[Data records]
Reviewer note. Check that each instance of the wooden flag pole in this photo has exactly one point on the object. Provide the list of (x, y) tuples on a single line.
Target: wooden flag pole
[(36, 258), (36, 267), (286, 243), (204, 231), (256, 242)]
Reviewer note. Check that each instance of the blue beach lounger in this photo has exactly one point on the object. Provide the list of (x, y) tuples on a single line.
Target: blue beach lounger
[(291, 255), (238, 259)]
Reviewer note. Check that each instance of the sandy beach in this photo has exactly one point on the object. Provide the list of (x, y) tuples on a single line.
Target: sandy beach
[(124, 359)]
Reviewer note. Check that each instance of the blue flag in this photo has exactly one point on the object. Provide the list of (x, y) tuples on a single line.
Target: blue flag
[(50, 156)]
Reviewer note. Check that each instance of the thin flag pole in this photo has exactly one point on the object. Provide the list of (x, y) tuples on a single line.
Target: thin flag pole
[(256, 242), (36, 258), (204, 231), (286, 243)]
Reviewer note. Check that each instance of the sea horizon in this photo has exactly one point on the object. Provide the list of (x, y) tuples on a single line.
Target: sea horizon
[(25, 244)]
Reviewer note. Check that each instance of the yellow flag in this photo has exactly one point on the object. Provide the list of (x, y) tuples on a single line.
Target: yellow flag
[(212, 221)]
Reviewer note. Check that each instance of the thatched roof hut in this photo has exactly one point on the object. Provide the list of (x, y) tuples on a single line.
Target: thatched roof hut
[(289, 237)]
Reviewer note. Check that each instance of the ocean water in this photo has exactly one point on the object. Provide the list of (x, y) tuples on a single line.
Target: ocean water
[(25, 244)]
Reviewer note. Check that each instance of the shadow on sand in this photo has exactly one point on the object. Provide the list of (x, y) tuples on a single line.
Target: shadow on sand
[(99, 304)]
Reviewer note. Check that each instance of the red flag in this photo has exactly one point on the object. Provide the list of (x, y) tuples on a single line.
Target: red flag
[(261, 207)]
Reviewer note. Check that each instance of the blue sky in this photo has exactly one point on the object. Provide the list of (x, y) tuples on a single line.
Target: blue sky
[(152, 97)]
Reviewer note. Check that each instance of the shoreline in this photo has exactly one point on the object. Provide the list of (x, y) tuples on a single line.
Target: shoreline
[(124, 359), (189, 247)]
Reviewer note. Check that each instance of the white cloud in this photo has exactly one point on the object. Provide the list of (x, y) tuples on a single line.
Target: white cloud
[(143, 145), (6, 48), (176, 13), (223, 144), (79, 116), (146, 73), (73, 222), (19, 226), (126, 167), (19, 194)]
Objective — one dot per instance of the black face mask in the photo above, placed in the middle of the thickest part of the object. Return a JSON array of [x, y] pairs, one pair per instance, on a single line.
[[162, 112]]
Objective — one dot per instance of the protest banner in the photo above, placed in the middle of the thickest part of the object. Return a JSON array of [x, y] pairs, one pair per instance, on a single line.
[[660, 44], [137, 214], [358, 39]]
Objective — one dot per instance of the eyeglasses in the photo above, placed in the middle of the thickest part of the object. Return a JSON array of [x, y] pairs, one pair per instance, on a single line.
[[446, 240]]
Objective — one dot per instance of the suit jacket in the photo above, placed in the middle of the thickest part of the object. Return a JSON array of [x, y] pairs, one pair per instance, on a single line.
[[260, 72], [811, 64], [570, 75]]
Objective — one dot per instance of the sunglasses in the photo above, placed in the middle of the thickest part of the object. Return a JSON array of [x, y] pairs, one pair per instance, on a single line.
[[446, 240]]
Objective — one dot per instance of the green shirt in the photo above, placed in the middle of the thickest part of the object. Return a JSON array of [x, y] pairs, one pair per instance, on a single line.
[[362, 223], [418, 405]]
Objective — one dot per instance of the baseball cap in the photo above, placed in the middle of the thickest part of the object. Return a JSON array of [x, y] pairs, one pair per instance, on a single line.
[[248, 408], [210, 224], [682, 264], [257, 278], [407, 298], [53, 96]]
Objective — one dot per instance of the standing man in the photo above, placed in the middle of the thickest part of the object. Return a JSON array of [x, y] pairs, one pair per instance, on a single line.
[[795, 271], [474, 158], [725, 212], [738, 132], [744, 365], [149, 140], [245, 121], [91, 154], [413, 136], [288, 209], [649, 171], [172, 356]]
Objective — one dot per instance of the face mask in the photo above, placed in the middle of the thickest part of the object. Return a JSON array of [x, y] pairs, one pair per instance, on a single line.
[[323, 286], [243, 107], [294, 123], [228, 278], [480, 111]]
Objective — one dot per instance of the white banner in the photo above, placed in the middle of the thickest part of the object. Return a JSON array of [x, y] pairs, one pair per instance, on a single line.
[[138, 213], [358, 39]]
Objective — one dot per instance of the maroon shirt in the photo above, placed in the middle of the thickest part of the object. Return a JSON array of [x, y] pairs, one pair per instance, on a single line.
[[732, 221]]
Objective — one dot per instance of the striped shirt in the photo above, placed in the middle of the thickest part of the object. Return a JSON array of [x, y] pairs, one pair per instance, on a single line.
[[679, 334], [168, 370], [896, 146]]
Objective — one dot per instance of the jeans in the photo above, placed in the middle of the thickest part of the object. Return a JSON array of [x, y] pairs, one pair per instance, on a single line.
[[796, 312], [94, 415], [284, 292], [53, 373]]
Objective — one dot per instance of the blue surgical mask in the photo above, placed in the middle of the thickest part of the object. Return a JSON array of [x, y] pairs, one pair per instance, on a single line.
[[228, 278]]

__Task directions__
Retype the records that precede this task, keeping them exactly the same.

__Completed task__
Reviewer note. Check that each instance of the wooden flag pole in this photo has exactly one point on the object. Provide the list of (x, y) tuples on a single line.
Target: wooden flag pole
[(36, 258), (36, 267), (286, 243), (204, 231), (256, 242)]
Reviewer note. Check that each instance of the blue beach lounger in this photo has exactly one point on the object. Provide the list of (x, y) tuples on a single line.
Target: blue beach lounger
[(291, 255), (238, 259)]
Reviewer note. Check that each instance of the sandy beach in this photo has exactly one point on the object. Provide the list of (x, y) tuples on a single line.
Target: sandy beach
[(124, 359)]
Reviewer note. Check that each instance of the blue flag in this photo has exactly one point on the object. Provide the list of (x, y) tuples on a single line.
Target: blue flag
[(50, 156)]
Reviewer note. Check that each instance of the thin flag pole in this photo has exactly one point on the object. Provide the list of (x, y) tuples on a single line.
Target: thin flag pole
[(256, 242), (36, 258), (204, 231), (286, 243)]
Reviewer note. Check that each instance of the sea horizon in this photo has exactly one point on the object. Provide the list of (x, y) tuples on a single line.
Target: sea horizon
[(25, 244)]
Reviewer note. Check that each instance of the yellow flag in this photo has exactly one point on the object. Provide the list of (x, y) tuples on a single line.
Target: yellow flag
[(212, 221)]
Reviewer note. Check that each instance of the thatched roof hut in this photo has exactly one point on the object. Provide the list of (x, y) tuples on a single line.
Target: thatched roof hut
[(289, 237)]
Reviewer note. Check that each instance of the ocean water in this photo has exactly one point on the object. Provide the list of (x, y) tuples on a single line.
Target: ocean water
[(25, 244)]
Reviewer note. Check that each instance of the shadow on sand in this photo has exactly one point on the object. Provide the list of (x, y) tuples on a single line.
Target: shadow on sand
[(99, 304)]
Reviewer note. Check that each instance of the red flag in this photo has exactly one point on the object. Provide the list of (x, y) tuples on a single line.
Target: red flag
[(261, 207)]
Reviewer note. Check that each instance of the blue sky in this photo has exactly one point on the object. Provide the list of (x, y) tuples on a single line.
Target: blue sky
[(152, 97)]
Reviewer note. Check that each instance of the shoreline in this photo has exactly one point on the object. Provide the list of (x, y) tuples on a single line.
Target: shoreline
[(124, 359), (189, 247)]
Reviewer note. Check that each instance of the white cloud in this photo has exactly one point on the object. Provide the list of (x, y) tuples on a single line.
Target: white cloud
[(143, 145), (6, 48), (176, 13), (223, 144), (79, 116), (146, 73), (73, 222), (19, 226), (126, 167), (19, 194)]
Objective — one dot per instance of the black face mask in the photo above, placed in the middle of the thickest part of the object. Return a JSON array of [x, y] pairs, one pair per instance, on a single line.
[[162, 112]]
Objective — one dot per instance of the protest banner in the photo above, placed in the middle of the thickest part of the object. Return a JSON array of [x, y] pairs, one pair per instance, on a single line.
[[660, 44], [137, 214], [358, 39]]
Objective — one dot per instance of the eyeglasses in the photo above, placed in the middle of the thickest part of the object. Return a JSON array of [x, y] pairs, one pair per instance, on a single line.
[[446, 240]]
Objective — one dot per instance of the suit jacket in the photo above, placed in the middle of the thickest part of the object. Return a JSON array of [x, y] pairs, one pair per instance, on a single line.
[[260, 72], [811, 64], [570, 75]]
Objective — one dot per instance of the sunglasses in the photo above, placed in the middle of the thickest part of the object. Return a JSON array of [x, y] pairs, one pair per instance, on a single line.
[[446, 240]]
Objective — one dot per instance of the green shirt in the photo above, placed in the middle of the thickest part of the object. Return a JSON array of [x, y] pairs, one pair per instance, on a single line.
[[362, 223], [418, 405]]
Objective — one dot per instance of the baseball cap in the photo above, placed in the middle of the thickest part of the object. Return a JSON array of [x, y] pairs, one pair per instance, on a single line.
[[248, 408], [210, 224], [682, 264], [257, 278], [407, 298], [53, 96]]
Objective — one dot per instance of the standing man in the photo above, placed in the middle of the thickest part of the object. Return a JSON array of [x, y] pairs, one pair per instance, on a single line.
[[795, 271], [474, 158], [725, 212], [738, 132], [744, 365], [149, 140], [245, 121], [91, 154], [413, 136], [288, 209], [649, 171], [172, 356]]
Objective — one dot per instance of the face mask in the photo above, placed in the middle of the thickest part of the object. Return a JSON array of [x, y] pairs, one pair per instance, on a single line.
[[323, 286], [243, 107], [294, 123], [228, 278], [480, 111]]
Objective — one dot per instance of the white banner in the photo above, placed in the middle of the thickest part of the object. Return a JSON array of [x, y] pairs, one pair per instance, on a single line.
[[138, 213], [358, 39]]
Objective — one dot per instance of the maroon shirt in the photo above, placed in the middle of the thickest part of the object. Return a JSON array of [x, y] pairs, one pair per instance, on a single line.
[[732, 221]]
Objective — one dot per instance of the striped shirt in the photo above, placed in the middle of the thickest part of the object. Return a JSON array of [x, y] pairs, one pair per instance, on a single line.
[[679, 334], [168, 370], [896, 146]]
Objective — one dot per instance of the jeans in the photo above, placed in the middle of the thickest part of the object. Return a JSON array of [x, y] pairs, one pair per instance, on a single line.
[[796, 312], [94, 415], [284, 292], [53, 373]]
Objective — one dot per instance of the blue surgical mask in the photo above, placed in the middle of the thickest part of the object. Return a JSON array of [x, y] pairs, one pair per instance, on a single line.
[[228, 278]]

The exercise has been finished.